Please repeat the lines from the first one through the line with "point(277, 565)" and leave out the pictures.

Point annotations for pictures:
+++

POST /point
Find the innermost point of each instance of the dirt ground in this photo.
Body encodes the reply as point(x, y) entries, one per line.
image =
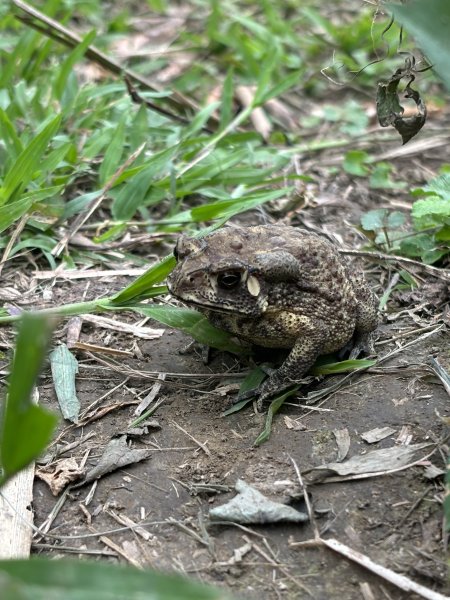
point(197, 455)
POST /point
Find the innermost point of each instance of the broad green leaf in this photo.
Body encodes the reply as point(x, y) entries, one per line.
point(274, 407)
point(44, 579)
point(268, 66)
point(439, 186)
point(23, 169)
point(200, 120)
point(428, 22)
point(25, 428)
point(343, 366)
point(191, 322)
point(144, 283)
point(252, 381)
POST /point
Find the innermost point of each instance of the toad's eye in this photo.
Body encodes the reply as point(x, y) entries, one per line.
point(229, 279)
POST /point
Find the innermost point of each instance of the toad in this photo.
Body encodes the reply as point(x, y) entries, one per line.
point(277, 287)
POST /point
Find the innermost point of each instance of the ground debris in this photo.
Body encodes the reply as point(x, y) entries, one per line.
point(250, 506)
point(116, 455)
point(376, 461)
point(375, 435)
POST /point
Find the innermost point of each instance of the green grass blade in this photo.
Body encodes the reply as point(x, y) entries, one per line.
point(67, 67)
point(113, 153)
point(191, 322)
point(22, 171)
point(139, 287)
point(11, 212)
point(25, 428)
point(343, 366)
point(274, 407)
point(9, 136)
point(226, 107)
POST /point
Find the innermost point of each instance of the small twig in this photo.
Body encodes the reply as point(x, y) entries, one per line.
point(120, 551)
point(277, 565)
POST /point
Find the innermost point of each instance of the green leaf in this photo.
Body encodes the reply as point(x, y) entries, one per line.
point(229, 208)
point(67, 67)
point(132, 194)
point(13, 211)
point(113, 154)
point(25, 428)
point(41, 579)
point(141, 286)
point(191, 322)
point(281, 87)
point(274, 407)
point(431, 212)
point(9, 135)
point(226, 107)
point(428, 22)
point(374, 219)
point(354, 163)
point(343, 366)
point(22, 171)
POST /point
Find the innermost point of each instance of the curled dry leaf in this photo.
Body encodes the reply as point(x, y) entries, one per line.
point(58, 475)
point(116, 455)
point(250, 506)
point(377, 434)
point(382, 460)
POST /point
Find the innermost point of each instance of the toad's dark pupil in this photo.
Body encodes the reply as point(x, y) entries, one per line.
point(229, 279)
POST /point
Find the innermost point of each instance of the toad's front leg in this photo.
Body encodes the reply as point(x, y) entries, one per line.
point(300, 359)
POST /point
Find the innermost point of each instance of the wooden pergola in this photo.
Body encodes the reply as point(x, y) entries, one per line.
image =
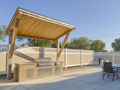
point(32, 25)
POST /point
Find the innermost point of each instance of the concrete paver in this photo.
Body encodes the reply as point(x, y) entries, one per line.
point(81, 80)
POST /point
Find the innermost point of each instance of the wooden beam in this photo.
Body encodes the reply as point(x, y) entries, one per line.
point(14, 37)
point(63, 44)
point(58, 45)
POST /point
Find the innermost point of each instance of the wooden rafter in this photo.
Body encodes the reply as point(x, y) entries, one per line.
point(14, 37)
point(63, 44)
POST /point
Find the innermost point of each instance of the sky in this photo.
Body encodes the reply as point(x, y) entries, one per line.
point(95, 19)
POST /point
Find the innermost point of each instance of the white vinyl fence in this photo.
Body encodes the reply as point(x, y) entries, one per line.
point(69, 57)
point(114, 57)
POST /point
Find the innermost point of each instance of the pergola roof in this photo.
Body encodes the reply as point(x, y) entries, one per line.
point(33, 25)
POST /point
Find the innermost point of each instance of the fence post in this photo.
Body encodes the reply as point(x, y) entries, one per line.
point(43, 52)
point(7, 60)
point(66, 58)
point(99, 57)
point(93, 57)
point(81, 52)
point(113, 57)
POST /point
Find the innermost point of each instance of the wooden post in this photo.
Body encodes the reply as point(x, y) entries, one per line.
point(58, 45)
point(63, 44)
point(66, 58)
point(12, 39)
point(9, 62)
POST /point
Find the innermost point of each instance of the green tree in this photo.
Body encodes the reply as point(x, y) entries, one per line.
point(116, 44)
point(98, 45)
point(2, 33)
point(79, 43)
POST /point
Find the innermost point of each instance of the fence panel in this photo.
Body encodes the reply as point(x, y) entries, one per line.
point(69, 57)
point(111, 56)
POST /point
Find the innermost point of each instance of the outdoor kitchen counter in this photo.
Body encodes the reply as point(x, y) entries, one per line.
point(27, 71)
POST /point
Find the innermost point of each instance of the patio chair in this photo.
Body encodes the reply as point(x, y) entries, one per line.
point(109, 71)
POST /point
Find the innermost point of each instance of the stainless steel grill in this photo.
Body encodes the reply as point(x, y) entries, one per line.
point(44, 61)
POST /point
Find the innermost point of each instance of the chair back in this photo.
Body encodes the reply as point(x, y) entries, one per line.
point(108, 67)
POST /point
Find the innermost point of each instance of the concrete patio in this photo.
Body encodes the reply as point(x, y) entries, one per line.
point(89, 79)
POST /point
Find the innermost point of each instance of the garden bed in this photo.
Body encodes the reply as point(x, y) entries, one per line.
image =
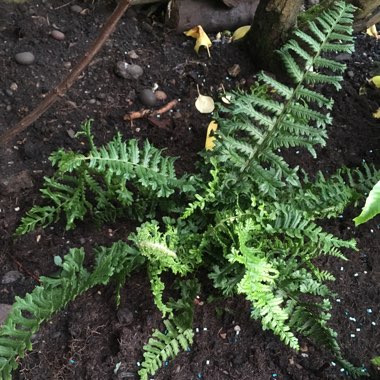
point(91, 338)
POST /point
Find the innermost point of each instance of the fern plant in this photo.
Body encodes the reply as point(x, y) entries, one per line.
point(105, 182)
point(54, 293)
point(252, 221)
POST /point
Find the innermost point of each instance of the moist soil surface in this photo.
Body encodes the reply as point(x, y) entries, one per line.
point(91, 339)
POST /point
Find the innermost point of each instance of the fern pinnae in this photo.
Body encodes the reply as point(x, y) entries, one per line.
point(53, 294)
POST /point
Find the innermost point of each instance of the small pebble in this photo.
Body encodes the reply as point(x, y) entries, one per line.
point(57, 35)
point(160, 95)
point(127, 71)
point(234, 70)
point(76, 9)
point(147, 97)
point(11, 276)
point(25, 58)
point(132, 54)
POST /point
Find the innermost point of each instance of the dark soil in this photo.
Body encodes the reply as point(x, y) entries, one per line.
point(90, 337)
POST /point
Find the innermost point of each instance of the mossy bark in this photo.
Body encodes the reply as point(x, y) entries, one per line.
point(274, 20)
point(271, 24)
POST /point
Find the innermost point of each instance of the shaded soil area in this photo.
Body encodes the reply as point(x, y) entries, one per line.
point(91, 339)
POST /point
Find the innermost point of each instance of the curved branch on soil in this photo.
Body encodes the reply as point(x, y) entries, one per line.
point(63, 87)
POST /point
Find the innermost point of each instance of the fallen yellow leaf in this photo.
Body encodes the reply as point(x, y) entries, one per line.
point(240, 32)
point(372, 31)
point(204, 104)
point(376, 81)
point(376, 114)
point(210, 138)
point(201, 37)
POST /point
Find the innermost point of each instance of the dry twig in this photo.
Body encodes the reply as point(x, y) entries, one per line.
point(62, 88)
point(148, 113)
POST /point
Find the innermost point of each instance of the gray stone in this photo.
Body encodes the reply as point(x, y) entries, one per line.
point(25, 58)
point(125, 316)
point(76, 9)
point(11, 276)
point(4, 311)
point(132, 54)
point(160, 95)
point(16, 183)
point(147, 97)
point(127, 71)
point(57, 35)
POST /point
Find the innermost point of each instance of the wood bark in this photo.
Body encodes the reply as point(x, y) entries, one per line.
point(271, 24)
point(213, 15)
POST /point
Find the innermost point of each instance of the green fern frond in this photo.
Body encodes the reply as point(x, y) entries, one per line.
point(178, 335)
point(260, 124)
point(53, 294)
point(164, 346)
point(104, 182)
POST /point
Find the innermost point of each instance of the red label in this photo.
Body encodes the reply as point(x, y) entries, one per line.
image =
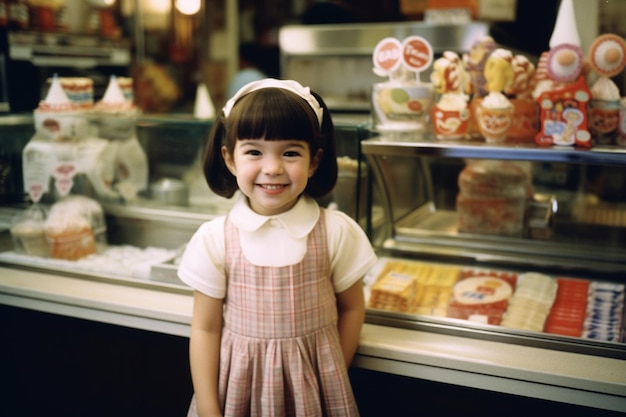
point(417, 53)
point(387, 54)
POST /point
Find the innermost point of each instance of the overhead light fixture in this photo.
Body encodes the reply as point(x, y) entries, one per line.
point(188, 7)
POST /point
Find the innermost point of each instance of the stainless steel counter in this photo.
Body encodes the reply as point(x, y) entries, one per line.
point(567, 377)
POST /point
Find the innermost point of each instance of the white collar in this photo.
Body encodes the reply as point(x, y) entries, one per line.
point(298, 221)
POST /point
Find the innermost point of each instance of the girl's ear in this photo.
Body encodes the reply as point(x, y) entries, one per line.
point(229, 161)
point(315, 162)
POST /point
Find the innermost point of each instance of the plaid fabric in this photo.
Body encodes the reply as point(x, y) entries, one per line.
point(280, 351)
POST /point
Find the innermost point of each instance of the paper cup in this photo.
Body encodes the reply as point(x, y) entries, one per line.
point(494, 124)
point(604, 121)
point(451, 124)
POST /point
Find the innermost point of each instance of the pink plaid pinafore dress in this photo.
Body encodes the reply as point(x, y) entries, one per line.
point(280, 352)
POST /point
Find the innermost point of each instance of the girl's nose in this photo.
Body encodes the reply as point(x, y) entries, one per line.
point(273, 166)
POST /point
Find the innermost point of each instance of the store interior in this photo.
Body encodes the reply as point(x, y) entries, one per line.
point(83, 338)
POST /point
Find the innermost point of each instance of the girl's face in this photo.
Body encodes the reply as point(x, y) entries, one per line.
point(271, 173)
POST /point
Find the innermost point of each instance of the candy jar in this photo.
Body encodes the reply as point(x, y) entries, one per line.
point(451, 112)
point(495, 111)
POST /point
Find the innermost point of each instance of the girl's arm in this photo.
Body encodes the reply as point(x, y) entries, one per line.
point(351, 314)
point(204, 352)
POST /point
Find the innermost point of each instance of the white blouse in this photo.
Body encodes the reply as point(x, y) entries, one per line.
point(275, 241)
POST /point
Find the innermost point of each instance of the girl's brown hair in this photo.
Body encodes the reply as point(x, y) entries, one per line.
point(272, 114)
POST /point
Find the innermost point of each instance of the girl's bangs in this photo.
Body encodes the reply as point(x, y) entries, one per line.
point(273, 117)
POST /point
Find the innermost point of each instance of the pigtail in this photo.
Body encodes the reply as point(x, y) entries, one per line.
point(216, 173)
point(325, 177)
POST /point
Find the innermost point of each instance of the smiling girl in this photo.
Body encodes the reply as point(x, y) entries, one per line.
point(278, 295)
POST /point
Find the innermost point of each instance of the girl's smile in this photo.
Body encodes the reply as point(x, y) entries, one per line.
point(271, 173)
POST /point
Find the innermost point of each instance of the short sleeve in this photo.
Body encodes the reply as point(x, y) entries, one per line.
point(202, 263)
point(351, 253)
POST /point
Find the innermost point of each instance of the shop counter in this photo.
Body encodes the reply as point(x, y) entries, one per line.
point(572, 378)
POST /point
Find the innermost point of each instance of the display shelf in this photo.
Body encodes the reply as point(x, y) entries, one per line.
point(572, 230)
point(578, 245)
point(421, 145)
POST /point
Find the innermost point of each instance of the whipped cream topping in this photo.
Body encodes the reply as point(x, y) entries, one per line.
point(496, 100)
point(605, 89)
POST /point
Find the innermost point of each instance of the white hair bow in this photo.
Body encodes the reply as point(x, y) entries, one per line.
point(290, 85)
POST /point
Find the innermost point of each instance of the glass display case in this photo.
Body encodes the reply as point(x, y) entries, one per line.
point(146, 234)
point(450, 263)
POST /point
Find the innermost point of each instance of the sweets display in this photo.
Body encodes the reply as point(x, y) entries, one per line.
point(414, 287)
point(607, 56)
point(482, 296)
point(84, 148)
point(403, 103)
point(451, 113)
point(529, 301)
point(75, 228)
point(492, 197)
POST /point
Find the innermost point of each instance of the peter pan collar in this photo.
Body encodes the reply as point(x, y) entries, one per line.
point(299, 221)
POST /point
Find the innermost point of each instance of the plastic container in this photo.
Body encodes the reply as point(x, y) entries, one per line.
point(75, 228)
point(28, 231)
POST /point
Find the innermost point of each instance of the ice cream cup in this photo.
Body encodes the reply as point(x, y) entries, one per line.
point(451, 124)
point(621, 138)
point(61, 126)
point(604, 116)
point(525, 124)
point(402, 106)
point(494, 123)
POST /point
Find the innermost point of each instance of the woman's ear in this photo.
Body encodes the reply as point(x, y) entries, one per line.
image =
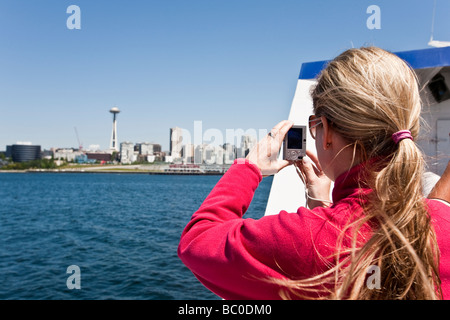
point(327, 137)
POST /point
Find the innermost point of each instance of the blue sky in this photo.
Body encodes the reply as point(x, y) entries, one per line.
point(228, 63)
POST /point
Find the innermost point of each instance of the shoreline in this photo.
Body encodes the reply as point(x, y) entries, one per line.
point(119, 171)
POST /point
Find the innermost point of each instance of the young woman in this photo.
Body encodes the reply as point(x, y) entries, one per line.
point(377, 238)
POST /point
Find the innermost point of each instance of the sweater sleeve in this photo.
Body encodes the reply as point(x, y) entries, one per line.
point(236, 258)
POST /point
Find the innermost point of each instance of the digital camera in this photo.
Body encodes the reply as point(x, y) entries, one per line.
point(295, 143)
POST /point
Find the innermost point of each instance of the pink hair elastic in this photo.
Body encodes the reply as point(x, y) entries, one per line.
point(400, 135)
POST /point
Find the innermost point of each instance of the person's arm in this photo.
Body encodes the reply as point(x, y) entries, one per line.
point(442, 188)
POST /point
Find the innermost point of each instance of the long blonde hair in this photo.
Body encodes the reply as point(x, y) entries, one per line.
point(368, 94)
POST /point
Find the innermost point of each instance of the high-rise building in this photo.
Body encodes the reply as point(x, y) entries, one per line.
point(127, 153)
point(176, 137)
point(25, 151)
point(113, 144)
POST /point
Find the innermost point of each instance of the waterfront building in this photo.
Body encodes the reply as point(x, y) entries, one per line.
point(176, 137)
point(99, 156)
point(113, 144)
point(67, 154)
point(127, 152)
point(24, 151)
point(188, 153)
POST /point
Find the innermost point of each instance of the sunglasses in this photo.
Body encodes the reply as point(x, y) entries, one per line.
point(313, 122)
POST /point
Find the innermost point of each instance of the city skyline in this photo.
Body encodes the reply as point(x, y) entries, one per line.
point(229, 64)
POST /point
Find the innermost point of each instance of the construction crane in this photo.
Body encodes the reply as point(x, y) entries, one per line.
point(80, 145)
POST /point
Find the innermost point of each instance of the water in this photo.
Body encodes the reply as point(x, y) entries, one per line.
point(122, 230)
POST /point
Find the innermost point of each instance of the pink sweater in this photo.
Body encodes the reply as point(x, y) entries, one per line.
point(232, 256)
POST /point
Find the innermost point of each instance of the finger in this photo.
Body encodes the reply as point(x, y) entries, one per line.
point(308, 169)
point(282, 164)
point(314, 159)
point(281, 128)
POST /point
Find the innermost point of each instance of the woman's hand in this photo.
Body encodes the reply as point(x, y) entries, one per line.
point(265, 154)
point(317, 183)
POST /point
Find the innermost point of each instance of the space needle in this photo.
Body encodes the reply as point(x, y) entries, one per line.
point(113, 144)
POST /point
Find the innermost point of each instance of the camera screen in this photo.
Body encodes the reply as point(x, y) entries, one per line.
point(295, 138)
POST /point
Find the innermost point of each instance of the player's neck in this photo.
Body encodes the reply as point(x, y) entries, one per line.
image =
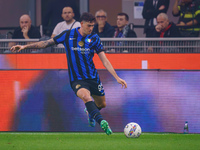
point(70, 22)
point(80, 30)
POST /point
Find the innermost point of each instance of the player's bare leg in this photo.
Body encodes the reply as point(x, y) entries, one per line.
point(92, 109)
point(101, 103)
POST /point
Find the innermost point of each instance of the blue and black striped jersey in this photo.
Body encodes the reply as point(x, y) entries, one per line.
point(80, 52)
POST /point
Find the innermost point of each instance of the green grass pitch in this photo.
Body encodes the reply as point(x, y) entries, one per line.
point(96, 141)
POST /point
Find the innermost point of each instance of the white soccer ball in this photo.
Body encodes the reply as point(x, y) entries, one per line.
point(132, 130)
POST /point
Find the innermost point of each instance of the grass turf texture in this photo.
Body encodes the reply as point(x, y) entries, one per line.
point(96, 141)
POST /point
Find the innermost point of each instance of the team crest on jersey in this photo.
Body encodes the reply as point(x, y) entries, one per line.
point(78, 86)
point(89, 40)
point(81, 43)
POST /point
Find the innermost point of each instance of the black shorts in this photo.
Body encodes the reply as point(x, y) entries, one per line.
point(95, 87)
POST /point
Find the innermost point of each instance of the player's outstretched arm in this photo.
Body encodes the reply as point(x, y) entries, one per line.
point(37, 45)
point(110, 68)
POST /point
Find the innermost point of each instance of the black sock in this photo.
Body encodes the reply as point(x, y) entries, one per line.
point(97, 106)
point(94, 111)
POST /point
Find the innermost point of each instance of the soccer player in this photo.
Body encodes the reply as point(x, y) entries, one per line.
point(80, 45)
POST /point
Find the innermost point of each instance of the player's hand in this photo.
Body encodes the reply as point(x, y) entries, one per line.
point(122, 82)
point(17, 48)
point(158, 28)
point(25, 32)
point(162, 7)
point(181, 24)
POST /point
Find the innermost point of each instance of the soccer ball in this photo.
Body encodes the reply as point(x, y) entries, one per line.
point(132, 130)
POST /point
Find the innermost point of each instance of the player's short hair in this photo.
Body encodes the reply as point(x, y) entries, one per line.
point(87, 17)
point(164, 15)
point(123, 14)
point(99, 11)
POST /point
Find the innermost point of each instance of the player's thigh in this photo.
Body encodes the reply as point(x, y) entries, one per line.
point(84, 94)
point(100, 101)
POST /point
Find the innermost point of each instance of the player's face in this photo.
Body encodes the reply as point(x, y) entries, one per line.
point(67, 14)
point(25, 22)
point(121, 21)
point(186, 1)
point(101, 18)
point(87, 27)
point(162, 22)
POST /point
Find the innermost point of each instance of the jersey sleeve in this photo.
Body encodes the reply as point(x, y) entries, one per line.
point(98, 45)
point(60, 38)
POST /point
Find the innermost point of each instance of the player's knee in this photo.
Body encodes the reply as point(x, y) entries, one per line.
point(86, 98)
point(102, 105)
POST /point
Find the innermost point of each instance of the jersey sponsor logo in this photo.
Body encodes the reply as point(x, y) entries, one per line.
point(89, 40)
point(81, 43)
point(72, 38)
point(81, 50)
point(78, 86)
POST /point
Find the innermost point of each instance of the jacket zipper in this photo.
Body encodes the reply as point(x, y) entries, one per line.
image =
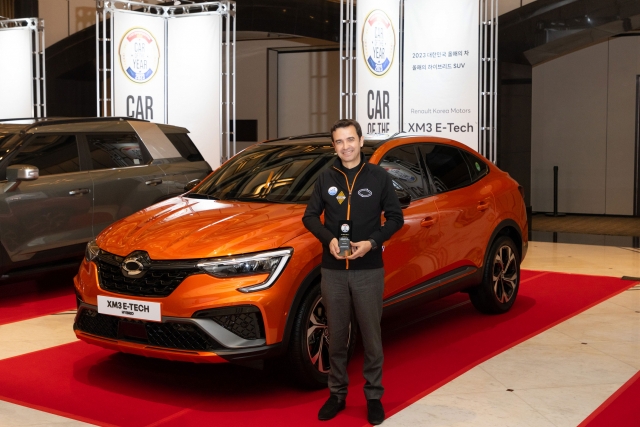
point(350, 189)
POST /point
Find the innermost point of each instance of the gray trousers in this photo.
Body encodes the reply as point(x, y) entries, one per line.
point(362, 290)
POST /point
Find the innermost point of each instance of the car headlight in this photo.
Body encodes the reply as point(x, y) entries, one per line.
point(92, 251)
point(271, 263)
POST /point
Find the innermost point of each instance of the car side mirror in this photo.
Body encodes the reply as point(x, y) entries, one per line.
point(18, 173)
point(405, 200)
point(191, 184)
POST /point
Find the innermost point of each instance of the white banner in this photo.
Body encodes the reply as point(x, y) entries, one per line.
point(441, 69)
point(16, 73)
point(378, 68)
point(139, 73)
point(194, 71)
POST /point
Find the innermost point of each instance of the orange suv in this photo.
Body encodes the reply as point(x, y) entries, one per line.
point(228, 273)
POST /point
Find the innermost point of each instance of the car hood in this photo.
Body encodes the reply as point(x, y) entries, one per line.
point(185, 228)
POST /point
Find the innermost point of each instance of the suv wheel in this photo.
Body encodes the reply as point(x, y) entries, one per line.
point(309, 347)
point(501, 279)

+++

--- WRITTEN RESPONSE ---
POST /point
Find the innermost point of each instance of the dirt ground in this photo.
Body encodes the reply as point(x, y) entries, one per line.
image =
point(197, 455)
POST /point
Find the innermost point of each instance of the broad green leaf in this photo.
Body encodes the reply as point(x, y) entries, one per line.
point(274, 407)
point(44, 579)
point(268, 66)
point(439, 186)
point(23, 169)
point(200, 120)
point(428, 22)
point(25, 428)
point(343, 366)
point(191, 322)
point(144, 283)
point(252, 381)
POST /point
Find the innermost point of each instance of the toad's eye in this photo.
Body encodes the reply as point(x, y) entries, one per line.
point(229, 279)
POST /point
Find the innermost point of each instance of the toad in this photo.
Body encodes the reply as point(x, y) entries, one per line.
point(277, 287)
POST /point
Find the innermost point of each instance of the ground debris in this photo.
Body encodes the reply as point(x, y) entries, one per line.
point(250, 506)
point(116, 455)
point(376, 461)
point(375, 435)
POST /point
Find the innermost point of each instance of the green grass blade in this photo.
Body encodes the reply as point(x, y) entries, one per line.
point(67, 67)
point(113, 153)
point(191, 322)
point(22, 171)
point(139, 287)
point(11, 212)
point(25, 428)
point(343, 366)
point(274, 407)
point(9, 136)
point(226, 107)
POST /point
Find the innermost point of each instance of the small twig in this photo.
Body encodes the reply as point(x, y) entries, one per line.
point(120, 551)
point(277, 565)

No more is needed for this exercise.